• _Trecho fornecido_:
<<<<

Forbes – Era também um doce bem caseiro que você comercializou.
Carole – Tenho isso de pegar as coisas simples. Faço o clássico comfort sweet, um doce de casa mesmo. Agora estou fazendo gelatina colorida – que a gente ama, mas ninguém tem coragem de fazer. A vida inteira fui criticada. E quer saber? Não vou mais ligar para o que estão falando. Vou seguir o que eu acho que é a minha verdade.
Forbes – Você ouviu muito?
Carole – Saíam notinhas: ah, os doces muito açucarados… Passei muito tempo tentando lutar contra. Mas resolvi que não, que tudo bem, que é isso que eu faço.
Forbes – Você pegou um brigadeiro que se comia na panela, aquela coisa bem da casa, e colocou em um potinho, depois em um potinho de chocolate… O ovo de Páscoa também, você pegou e transformou. Eu queria entender esse processo. Você tenta transformar em algo de chef-confeiteira?
Carole – Não tento. O que eu gosto não tem nada de chef. É igualzinho ao que minha mãe faz. Sua mãe. É Leite Moça, manteiga e Nescau. Atenção: não é cacau, chocolate belga… O normalzinho mesmo. A única coisa que eu fiz foi ajustar o ponto. Quando a gente faz o brigadeiro e come na panela, ele está molinho porque está quente. Ao mesmo tempo, para ficar com aroma e gosto de brigadeiro, ele tem que chegar ao ponto de enrolar. Um brigadeiro mais mole é um brigadeiro cru. Então eu fazia o brigadeiro, deixava chegar a um ponto mais durinho, e depois de pronto desligava o fogo e botava leite ou creme de leite para sempre ficar na textura de comer molinho.

>>>>

(Algumas entradas)
<<<<

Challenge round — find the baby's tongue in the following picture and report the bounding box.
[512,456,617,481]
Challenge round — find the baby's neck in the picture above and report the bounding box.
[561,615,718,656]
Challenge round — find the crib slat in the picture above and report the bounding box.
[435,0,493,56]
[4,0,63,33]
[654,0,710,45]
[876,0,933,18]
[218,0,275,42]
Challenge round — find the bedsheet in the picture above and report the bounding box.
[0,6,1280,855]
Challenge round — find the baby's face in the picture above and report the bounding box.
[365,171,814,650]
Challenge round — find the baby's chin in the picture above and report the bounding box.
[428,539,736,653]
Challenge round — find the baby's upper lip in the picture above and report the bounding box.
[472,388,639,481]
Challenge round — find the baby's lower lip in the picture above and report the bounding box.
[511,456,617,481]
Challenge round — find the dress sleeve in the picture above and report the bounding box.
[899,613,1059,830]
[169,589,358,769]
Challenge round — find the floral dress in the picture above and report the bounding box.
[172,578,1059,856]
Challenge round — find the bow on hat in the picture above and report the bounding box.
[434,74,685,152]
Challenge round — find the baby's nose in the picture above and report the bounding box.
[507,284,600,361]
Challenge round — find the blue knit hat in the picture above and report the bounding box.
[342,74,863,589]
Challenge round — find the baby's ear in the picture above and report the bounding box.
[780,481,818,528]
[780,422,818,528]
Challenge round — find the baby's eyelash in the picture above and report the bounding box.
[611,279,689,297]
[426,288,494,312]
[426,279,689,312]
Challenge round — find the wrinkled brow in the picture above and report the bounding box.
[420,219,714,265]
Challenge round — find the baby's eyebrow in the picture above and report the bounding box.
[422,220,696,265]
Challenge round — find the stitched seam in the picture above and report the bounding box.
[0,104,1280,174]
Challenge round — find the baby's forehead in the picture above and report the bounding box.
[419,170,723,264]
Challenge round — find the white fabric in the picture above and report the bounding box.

>>>>

• _Instruções_:
A. Traduza para o inglês esta frase da entrevista: "Um brigadeiro mais mole é um brigadeiro cru."
B. Reproduza a parte da entrevista que vai de "Carole – Saíam" até "algo de chef-confeiteira?", inclusive.
Baseie-se somente na entrevista.

• _Respostas por tarefa_:
A. A softer brigadeiro is a raw brigadeiro.

B.
Carole – Saíam notinhas: ah, os doces muito açucarados… Passei muito tempo tentando lutar contra. Mas resolvi que não, que tudo bem, que é isso que eu faço.
Forbes – Você pegou um brigadeiro que se comia na panela, aquela coisa bem da casa, e colocou em um potinho, depois em um potinho de chocolate… O ovo de Páscoa também, você pegou e transformou. Eu queria entender esse processo. Você tenta transformar em algo de chef-confeiteira?